#### What you should do
Once you find the line with "Each instance of the tree" in the data that follows, repeat it and every line after it exactly, through the line with "Each instance of the white".
** Opening Material provided block **
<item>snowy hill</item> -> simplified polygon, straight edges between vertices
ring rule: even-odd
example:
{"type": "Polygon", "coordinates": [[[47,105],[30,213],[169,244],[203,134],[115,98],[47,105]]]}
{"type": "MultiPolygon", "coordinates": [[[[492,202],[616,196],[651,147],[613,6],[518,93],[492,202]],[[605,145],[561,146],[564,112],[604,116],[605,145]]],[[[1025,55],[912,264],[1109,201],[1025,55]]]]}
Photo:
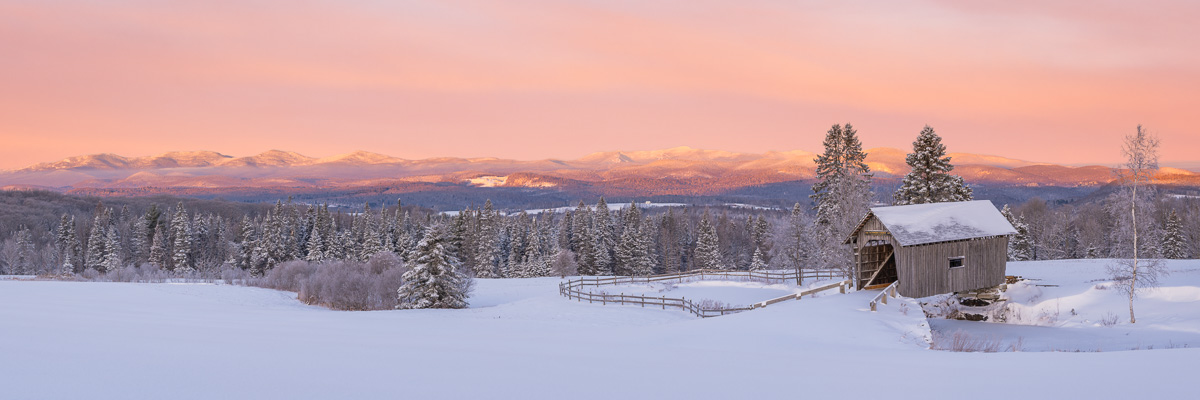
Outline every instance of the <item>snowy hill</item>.
{"type": "MultiPolygon", "coordinates": [[[[1084,282],[1103,266],[1076,263],[1015,270],[1084,282]]],[[[1164,283],[1200,287],[1200,262],[1172,268],[1164,283]]],[[[1178,398],[1200,358],[930,350],[915,301],[872,313],[874,292],[697,319],[568,301],[558,281],[479,280],[466,310],[339,312],[227,285],[0,280],[0,398],[842,398],[864,374],[899,398],[1178,398]]],[[[1194,335],[1200,298],[1169,293],[1138,329],[1194,335]]]]}

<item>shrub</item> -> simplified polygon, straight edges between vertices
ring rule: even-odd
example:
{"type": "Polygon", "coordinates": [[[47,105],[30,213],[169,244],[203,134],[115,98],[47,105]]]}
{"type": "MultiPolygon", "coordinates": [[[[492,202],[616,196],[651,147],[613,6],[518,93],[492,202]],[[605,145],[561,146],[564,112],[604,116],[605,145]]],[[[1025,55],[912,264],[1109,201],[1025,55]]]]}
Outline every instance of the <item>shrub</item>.
{"type": "MultiPolygon", "coordinates": [[[[933,341],[935,348],[939,350],[949,350],[957,352],[984,352],[995,353],[1000,351],[1003,342],[997,337],[974,336],[961,330],[954,331],[952,334],[941,332],[934,333],[933,341]]],[[[1020,346],[1024,346],[1024,340],[1021,340],[1020,346]]]]}
{"type": "Polygon", "coordinates": [[[300,281],[313,274],[317,264],[308,261],[288,261],[276,265],[266,276],[256,280],[255,286],[300,292],[300,281]]]}
{"type": "Polygon", "coordinates": [[[289,261],[250,285],[297,293],[305,304],[335,310],[386,310],[396,307],[404,263],[394,255],[376,254],[366,263],[289,261]]]}

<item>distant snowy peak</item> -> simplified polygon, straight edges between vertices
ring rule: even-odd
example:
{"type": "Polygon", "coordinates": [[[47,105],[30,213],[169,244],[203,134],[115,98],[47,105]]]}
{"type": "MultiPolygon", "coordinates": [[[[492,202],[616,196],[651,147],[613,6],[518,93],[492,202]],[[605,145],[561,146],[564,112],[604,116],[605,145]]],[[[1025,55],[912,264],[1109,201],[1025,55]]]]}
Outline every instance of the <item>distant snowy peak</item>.
{"type": "Polygon", "coordinates": [[[360,151],[356,151],[353,153],[321,158],[321,159],[316,160],[315,163],[316,164],[345,163],[345,164],[358,164],[358,165],[372,165],[372,164],[394,164],[394,163],[399,163],[399,162],[404,162],[404,161],[405,161],[404,159],[360,150],[360,151]]]}
{"type": "Polygon", "coordinates": [[[222,167],[287,167],[293,165],[305,165],[315,161],[316,158],[309,157],[300,153],[270,150],[253,155],[250,157],[235,158],[221,163],[222,167]]]}
{"type": "Polygon", "coordinates": [[[148,157],[124,157],[111,153],[103,153],[68,157],[61,161],[37,164],[18,171],[208,167],[230,158],[230,156],[215,151],[173,151],[148,157]]]}

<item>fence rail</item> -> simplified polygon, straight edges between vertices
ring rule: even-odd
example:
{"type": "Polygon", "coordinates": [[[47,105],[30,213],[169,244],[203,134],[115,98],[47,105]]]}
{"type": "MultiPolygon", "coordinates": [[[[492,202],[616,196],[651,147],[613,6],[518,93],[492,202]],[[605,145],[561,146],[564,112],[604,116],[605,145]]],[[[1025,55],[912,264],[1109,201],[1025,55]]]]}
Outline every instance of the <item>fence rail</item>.
{"type": "Polygon", "coordinates": [[[900,295],[896,293],[896,285],[899,284],[900,281],[892,282],[891,285],[883,288],[882,292],[879,292],[879,294],[875,295],[875,298],[871,299],[871,311],[876,311],[875,309],[878,307],[879,303],[887,304],[888,297],[899,297],[900,295]]]}
{"type": "Polygon", "coordinates": [[[614,276],[614,277],[608,277],[608,278],[580,277],[577,279],[572,279],[572,280],[568,280],[566,282],[559,283],[558,284],[558,294],[562,295],[568,299],[571,299],[571,300],[587,301],[588,303],[600,303],[600,304],[604,304],[604,305],[612,303],[612,304],[622,304],[622,305],[636,305],[636,306],[641,306],[643,308],[645,308],[646,306],[651,306],[651,307],[661,307],[664,310],[667,309],[668,307],[678,308],[680,310],[690,312],[693,315],[700,317],[700,318],[709,318],[709,317],[719,317],[719,316],[726,315],[726,314],[735,314],[735,313],[739,313],[742,311],[750,311],[750,310],[766,307],[771,304],[779,303],[782,301],[787,301],[787,300],[792,300],[792,299],[800,299],[802,296],[811,296],[811,295],[814,295],[819,292],[831,290],[833,288],[840,288],[841,292],[845,293],[846,287],[850,285],[850,280],[847,279],[847,280],[843,280],[840,282],[830,283],[830,284],[827,284],[827,285],[824,285],[821,287],[808,289],[808,290],[802,291],[800,293],[777,297],[777,298],[770,299],[767,301],[755,303],[755,304],[751,305],[750,307],[735,307],[735,308],[703,307],[700,304],[697,304],[696,302],[693,302],[693,301],[688,300],[687,298],[683,298],[683,297],[680,297],[680,298],[666,297],[666,296],[650,297],[650,296],[636,296],[636,295],[624,294],[624,293],[621,293],[621,294],[593,293],[591,291],[583,290],[583,287],[585,287],[585,286],[603,286],[603,285],[631,285],[631,284],[638,284],[638,283],[652,283],[652,282],[665,282],[665,281],[683,282],[684,280],[689,280],[689,279],[694,279],[694,278],[699,278],[700,280],[704,280],[704,279],[708,279],[708,278],[722,278],[722,279],[726,279],[726,280],[728,280],[730,278],[746,278],[746,279],[762,279],[762,280],[767,280],[767,281],[796,280],[797,282],[800,282],[806,278],[819,279],[819,278],[839,278],[839,277],[844,277],[844,275],[837,271],[803,271],[803,272],[797,273],[797,272],[766,272],[766,271],[694,270],[694,271],[681,272],[681,273],[676,273],[676,274],[651,275],[651,276],[644,276],[644,277],[638,277],[638,276],[614,276]]]}

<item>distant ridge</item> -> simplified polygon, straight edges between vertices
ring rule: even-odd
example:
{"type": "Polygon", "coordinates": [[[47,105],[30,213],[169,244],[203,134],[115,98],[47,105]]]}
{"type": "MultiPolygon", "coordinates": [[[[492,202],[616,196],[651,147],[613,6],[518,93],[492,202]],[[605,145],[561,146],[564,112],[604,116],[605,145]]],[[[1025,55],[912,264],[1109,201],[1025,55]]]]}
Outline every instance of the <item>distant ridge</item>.
{"type": "MultiPolygon", "coordinates": [[[[907,152],[867,150],[867,165],[883,182],[908,173],[907,152]]],[[[611,190],[679,195],[726,193],[814,177],[814,153],[761,154],[674,147],[607,151],[575,160],[439,157],[409,160],[367,151],[311,157],[284,150],[233,157],[214,151],[148,157],[93,154],[0,172],[0,187],[122,193],[197,193],[236,188],[253,192],[320,188],[397,188],[441,183],[537,190],[611,190]],[[136,192],[130,192],[136,190],[136,192]]],[[[954,173],[972,185],[1099,187],[1112,181],[1105,166],[1064,166],[994,155],[951,153],[954,173]]],[[[1162,170],[1164,182],[1200,182],[1200,174],[1162,170]]],[[[380,189],[386,190],[386,189],[380,189]]]]}

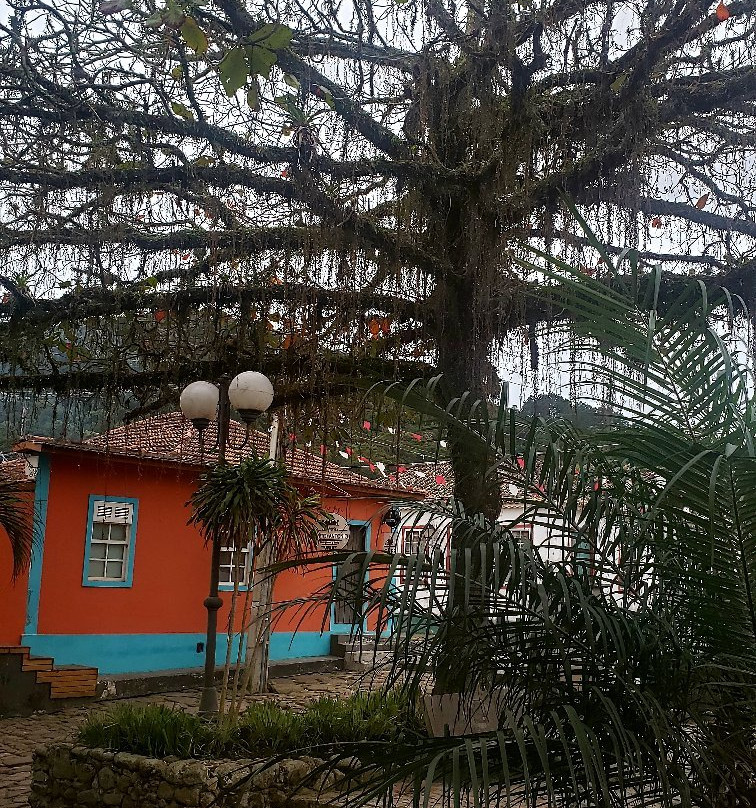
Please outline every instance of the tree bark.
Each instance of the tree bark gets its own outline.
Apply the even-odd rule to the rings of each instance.
[[[447,283],[444,291],[438,340],[438,365],[443,373],[441,395],[446,399],[444,403],[448,403],[469,391],[473,401],[478,399],[487,407],[490,391],[481,380],[487,376],[485,367],[489,365],[492,336],[483,323],[476,322],[475,291],[470,283],[464,279]],[[466,514],[482,514],[495,521],[501,512],[501,490],[496,476],[485,473],[492,465],[492,454],[472,443],[466,431],[458,427],[449,429],[448,440],[455,500],[464,506]],[[469,554],[466,550],[470,550]],[[435,671],[436,693],[464,692],[470,686],[473,664],[470,639],[476,626],[486,619],[488,575],[481,564],[479,546],[453,528],[451,553],[455,575]],[[468,579],[471,584],[465,585]]]

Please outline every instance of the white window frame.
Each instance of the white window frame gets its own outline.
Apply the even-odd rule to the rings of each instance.
[[[234,569],[243,568],[244,575],[242,580],[239,581],[239,589],[247,589],[249,587],[249,580],[252,573],[252,542],[249,542],[246,547],[241,548],[241,560],[238,565],[234,563],[234,553],[237,550],[234,547],[221,547],[221,563],[219,567],[218,588],[223,591],[232,591],[234,588],[233,572]],[[223,563],[223,553],[231,553],[231,563]],[[228,573],[226,575],[226,572]]]

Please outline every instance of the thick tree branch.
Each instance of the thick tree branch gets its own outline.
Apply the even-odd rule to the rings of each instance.
[[[2,279],[0,278],[0,281]],[[323,289],[302,283],[189,287],[175,291],[147,292],[133,289],[91,288],[70,292],[59,298],[38,298],[26,308],[22,320],[48,327],[61,320],[81,321],[88,317],[105,317],[136,311],[195,309],[207,306],[238,306],[248,303],[281,303],[296,310],[317,306],[321,309],[383,312],[400,322],[425,322],[430,312],[422,301],[359,290]]]

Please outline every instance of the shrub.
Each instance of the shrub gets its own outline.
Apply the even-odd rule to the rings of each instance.
[[[79,730],[86,746],[150,757],[259,757],[310,752],[356,741],[398,742],[422,733],[409,698],[400,692],[321,698],[303,711],[256,702],[237,722],[219,724],[161,704],[118,704],[92,712]]]
[[[239,742],[260,754],[279,754],[304,746],[302,714],[272,702],[256,702],[236,725]]]
[[[117,704],[93,712],[79,740],[93,747],[149,757],[202,757],[212,745],[215,727],[199,716],[163,704]]]

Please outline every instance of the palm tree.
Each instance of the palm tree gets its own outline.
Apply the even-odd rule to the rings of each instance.
[[[253,560],[265,556],[272,562],[281,558],[298,558],[312,549],[317,528],[326,514],[316,497],[303,497],[289,480],[283,464],[269,458],[248,457],[236,466],[221,463],[202,475],[200,487],[192,494],[190,524],[199,527],[206,541],[217,541],[222,547],[234,549],[236,559],[249,548]],[[256,560],[253,561],[259,567]],[[267,646],[270,625],[270,595],[275,574],[257,570],[251,597],[247,592],[243,623],[250,632],[248,658],[240,680],[240,665],[234,675],[229,715],[238,714],[244,695],[252,684],[255,692],[267,684],[267,647],[257,672],[260,681],[251,682],[253,676],[250,653],[260,643]],[[234,575],[234,590],[228,625],[228,646],[220,694],[220,713],[223,714],[231,666],[231,640],[234,633],[234,615],[239,594],[239,576]],[[255,605],[257,604],[257,605]],[[260,631],[261,629],[266,629]],[[252,634],[251,632],[257,632]],[[240,642],[239,654],[241,654]],[[240,661],[240,657],[239,657]]]
[[[752,804],[756,410],[725,333],[733,301],[684,281],[661,301],[653,270],[589,237],[608,284],[545,253],[524,263],[570,315],[568,371],[611,400],[610,424],[386,391],[491,452],[490,473],[524,491],[522,521],[544,526],[549,547],[451,502],[418,506],[453,525],[450,569],[440,554],[360,557],[361,596],[394,639],[386,687],[418,697],[459,666],[467,713],[487,698],[496,726],[342,747],[364,762],[355,804],[400,787],[415,804],[434,789],[476,805]]]
[[[32,508],[19,482],[1,472],[0,528],[10,541],[15,580],[31,560],[34,538]]]

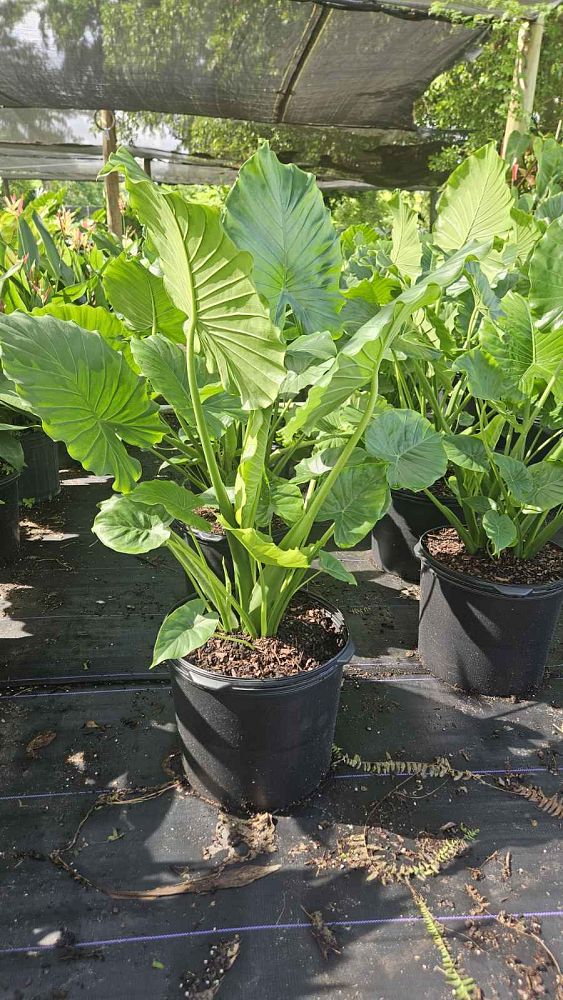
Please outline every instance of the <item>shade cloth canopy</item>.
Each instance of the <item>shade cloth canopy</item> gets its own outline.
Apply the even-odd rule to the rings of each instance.
[[[412,128],[415,99],[482,29],[349,6],[0,0],[0,104]]]

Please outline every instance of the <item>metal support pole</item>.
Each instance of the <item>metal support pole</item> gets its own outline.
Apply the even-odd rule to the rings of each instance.
[[[513,132],[527,132],[534,110],[536,81],[540,63],[544,19],[540,14],[535,21],[524,21],[518,32],[518,47],[510,106],[502,141],[502,155]]]
[[[10,197],[10,182],[7,177],[2,178],[2,195],[4,198]]]
[[[152,163],[152,160],[151,160],[150,156],[145,156],[145,158],[143,159],[143,170],[145,171],[145,173],[149,177],[152,177],[151,163]]]
[[[115,115],[113,111],[108,111],[104,108],[100,111],[100,119],[102,126],[102,150],[104,154],[104,163],[107,163],[110,153],[115,153],[115,150],[117,149]],[[121,209],[119,207],[119,175],[115,173],[106,174],[104,177],[104,185],[106,189],[108,228],[112,231],[112,233],[115,233],[116,236],[121,236],[123,233],[123,219],[121,218]]]

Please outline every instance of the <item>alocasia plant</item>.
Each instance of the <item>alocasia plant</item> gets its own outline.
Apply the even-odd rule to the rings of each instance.
[[[173,611],[159,632],[158,663],[189,654],[215,633],[234,641],[275,635],[295,594],[319,572],[354,582],[326,551],[329,539],[344,548],[355,545],[386,511],[390,484],[410,483],[413,469],[419,486],[431,485],[442,474],[441,440],[424,426],[413,435],[400,413],[396,426],[384,428],[386,451],[377,454],[382,438],[377,422],[389,419],[381,414],[379,370],[412,317],[461,279],[487,247],[469,244],[443,255],[440,266],[427,269],[349,337],[316,331],[288,346],[272,320],[272,313],[282,318],[277,312],[281,297],[278,305],[265,305],[254,284],[251,256],[235,245],[214,209],[159,189],[126,151],[115,154],[106,169],[125,175],[130,206],[144,227],[162,290],[183,317],[184,344],[177,342],[177,331],[166,336],[170,331],[160,330],[153,318],[155,332],[132,342],[135,371],[123,352],[96,331],[54,315],[14,314],[0,317],[0,343],[9,377],[48,433],[64,440],[85,468],[114,477],[116,495],[101,505],[94,522],[97,536],[131,554],[166,546],[193,585],[196,596]],[[280,169],[292,171],[274,165],[266,185],[272,191]],[[311,232],[303,217],[307,251],[315,239],[318,199],[311,197],[308,181],[303,192],[315,209]],[[296,253],[293,245],[289,250]],[[332,291],[326,301],[336,301]],[[304,322],[300,310],[306,309],[304,300],[286,300],[283,319],[290,310],[293,337],[293,324]],[[203,367],[210,373],[211,392]],[[240,414],[242,439],[232,483],[225,479],[212,431],[217,383]],[[190,488],[181,466],[173,479],[139,482],[141,467],[127,445],[159,454],[162,442],[170,440],[170,428],[152,399],[155,388],[180,427],[197,436],[210,489]],[[288,400],[289,419],[280,420]],[[340,421],[332,432],[331,420]],[[284,478],[284,450],[304,435],[318,437],[321,430],[327,438],[332,433],[332,448],[316,467],[312,460],[318,456],[309,449],[295,475]],[[307,462],[312,462],[308,469]],[[190,529],[207,525],[198,512],[204,504],[216,509],[226,532],[234,580],[226,571],[223,578],[215,575],[197,538],[190,539]],[[287,525],[277,541],[269,524],[273,511]],[[322,534],[311,541],[317,522]]]

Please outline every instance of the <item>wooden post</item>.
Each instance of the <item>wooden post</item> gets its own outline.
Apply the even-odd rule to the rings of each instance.
[[[151,163],[152,163],[152,160],[151,160],[150,156],[145,156],[144,159],[143,159],[143,170],[145,171],[145,173],[149,177],[152,177]]]
[[[2,195],[4,198],[10,197],[10,182],[7,177],[2,178]]]
[[[110,153],[115,153],[117,149],[117,134],[115,131],[115,115],[113,111],[103,109],[100,112],[102,125],[102,150],[104,163],[107,163]],[[121,236],[123,233],[123,219],[119,208],[119,175],[112,173],[104,177],[106,188],[106,210],[108,217],[108,228]]]
[[[501,154],[504,156],[513,132],[527,132],[534,110],[536,80],[543,37],[543,15],[535,21],[524,21],[518,32],[518,48],[512,78],[510,106],[504,130]]]

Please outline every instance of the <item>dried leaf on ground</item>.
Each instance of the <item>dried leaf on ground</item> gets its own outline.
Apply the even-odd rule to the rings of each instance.
[[[48,747],[56,738],[57,734],[52,729],[45,729],[42,733],[37,733],[37,736],[34,736],[25,748],[27,754],[34,759],[37,758],[39,756],[38,751],[43,750],[44,747]]]
[[[279,871],[281,865],[245,865],[239,868],[229,865],[220,868],[218,872],[209,875],[196,875],[194,878],[186,878],[175,885],[160,885],[155,889],[107,889],[105,892],[112,899],[160,899],[163,896],[179,896],[184,892],[214,892],[215,889],[237,889],[243,885],[250,885],[259,878],[272,875]]]
[[[227,853],[229,861],[252,861],[260,854],[277,851],[276,827],[270,813],[256,813],[240,819],[221,811],[213,840],[203,851],[204,858]]]
[[[180,980],[181,996],[187,1000],[213,1000],[229,969],[238,958],[240,938],[219,941],[209,949],[201,972],[186,972]]]
[[[72,764],[74,767],[78,768],[79,771],[84,771],[86,767],[86,761],[84,759],[84,751],[77,750],[76,753],[71,753],[65,759],[65,764]]]
[[[302,910],[309,918],[311,932],[325,961],[331,952],[334,952],[335,955],[340,955],[342,949],[338,947],[336,935],[325,924],[321,911],[313,910],[312,913],[308,913],[304,907],[302,907]]]

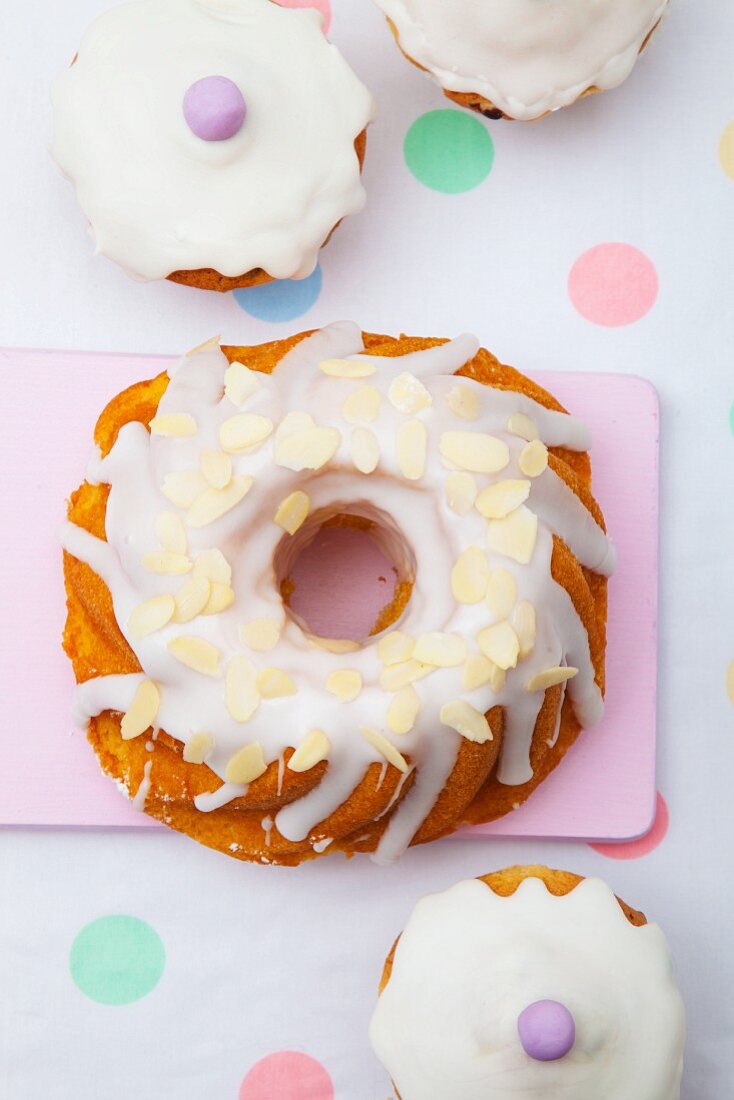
** Closing Material provided block **
#### Response area
Each instance of the tree bark gets its own outline.
Apply the even-odd rule to the rings of each instance.
[[[447,283],[444,291],[438,340],[438,365],[443,373],[441,395],[446,399],[444,403],[448,403],[469,391],[473,401],[478,399],[487,407],[490,391],[481,380],[487,376],[485,367],[489,365],[492,336],[483,323],[476,322],[475,291],[470,283],[464,279]],[[466,514],[482,514],[495,521],[501,512],[501,490],[496,476],[485,473],[492,465],[492,454],[472,443],[466,431],[458,427],[449,429],[448,440],[455,500],[464,506]],[[469,554],[466,550],[470,550]],[[435,671],[436,693],[464,692],[470,686],[473,664],[470,639],[476,626],[486,619],[488,575],[481,564],[479,546],[453,528],[451,553],[455,575]],[[468,579],[471,584],[465,585]]]

Please outline every instance of the white window frame.
Each instance of the white window frame gets its own outline.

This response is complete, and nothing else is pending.